C’est un mouvement social historique, d’une puissance et d’une endurance record – dépassant désormais celle de décembre 1995 – qui s’est levé pour défendre les retraites des travailleurs face à la contre réforme lancée avec brutalité par un régime Macron aux ordres de l’Union Européenne et du MEDEF.
Quels sont selon vous les points prometteurs du mouvement actuel et aussi ses points faibles qu’il faut travailler pour gagner cette bataille et les suivantes ?

Extrait des données:
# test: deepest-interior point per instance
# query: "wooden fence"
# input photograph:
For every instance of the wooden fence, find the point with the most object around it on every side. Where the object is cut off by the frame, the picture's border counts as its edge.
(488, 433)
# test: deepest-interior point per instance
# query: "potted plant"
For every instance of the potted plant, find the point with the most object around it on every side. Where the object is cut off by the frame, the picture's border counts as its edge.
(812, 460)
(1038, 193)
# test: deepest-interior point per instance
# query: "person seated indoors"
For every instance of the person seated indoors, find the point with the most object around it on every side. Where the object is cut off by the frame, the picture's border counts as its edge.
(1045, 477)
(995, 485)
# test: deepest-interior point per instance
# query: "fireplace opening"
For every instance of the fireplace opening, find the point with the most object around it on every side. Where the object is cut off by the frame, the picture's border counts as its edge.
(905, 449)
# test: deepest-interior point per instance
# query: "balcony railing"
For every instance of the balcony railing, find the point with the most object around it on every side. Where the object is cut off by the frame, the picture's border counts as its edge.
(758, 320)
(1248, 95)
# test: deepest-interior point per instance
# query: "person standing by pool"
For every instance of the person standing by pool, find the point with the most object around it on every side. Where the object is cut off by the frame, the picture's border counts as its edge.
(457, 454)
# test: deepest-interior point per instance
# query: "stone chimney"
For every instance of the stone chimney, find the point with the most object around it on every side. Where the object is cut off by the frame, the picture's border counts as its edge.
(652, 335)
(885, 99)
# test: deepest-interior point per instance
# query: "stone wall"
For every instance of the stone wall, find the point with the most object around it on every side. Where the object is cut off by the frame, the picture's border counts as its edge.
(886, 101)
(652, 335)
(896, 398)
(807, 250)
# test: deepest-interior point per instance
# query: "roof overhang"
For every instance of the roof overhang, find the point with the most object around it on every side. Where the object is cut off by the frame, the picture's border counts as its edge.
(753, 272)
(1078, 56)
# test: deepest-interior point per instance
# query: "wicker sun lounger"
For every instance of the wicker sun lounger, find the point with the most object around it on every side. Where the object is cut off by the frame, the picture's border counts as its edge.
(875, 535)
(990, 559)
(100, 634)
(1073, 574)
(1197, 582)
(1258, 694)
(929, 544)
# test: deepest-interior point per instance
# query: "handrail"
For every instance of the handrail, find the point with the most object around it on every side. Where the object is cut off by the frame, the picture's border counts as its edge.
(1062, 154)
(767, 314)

Objectif du travail: Poursuivez le texte fourni sur le mouvement contre la réforme des retraites, juste après sa dernière phrase. Ces enregistrements viennent d'une autre source que le texte.

Réponse proposée:
Jean-Pierre Page : Les travailleurs en lutte depuis le 5 décembre et ceux qui les soutiennent, c’est à dire la large majorité de notre peuple ont compris une chose simple: ils vont devoir travailler plus longtemps et pour des pensions réduites. Ce constat que chacun peut faire, heurte l’esprit même de notre modèle social, héritage de nombreuses luttes sociales et politiques, du programme du CNR et des avancées progressistes de la Libération fondé sur la solidarité interprofessionnelle et intergénérationnelle. En fait, avec leur prétendue « réforme » le gouvernement, Macron et la commission de Bruxelles défendent un autre choix de société en livrant les milliards de nos caisses de retraite à la rapacité des assurances et des fonds de pensions notamment US. Cette réforme considérée par Macron comme « la mère des batailles » est le principal pilier de sa contre révolution libérale. Par conséquent, aujourd’hui agir pour sa retraite c’est lutter tous ensemble pour des valeurs et des principes, pour vivre dignement, et pour faire le choix d’une société qui ne sera pas fondé sur l’enrichissement de quelques entreprises financières et des oligarques privilégiés qui les dirigent.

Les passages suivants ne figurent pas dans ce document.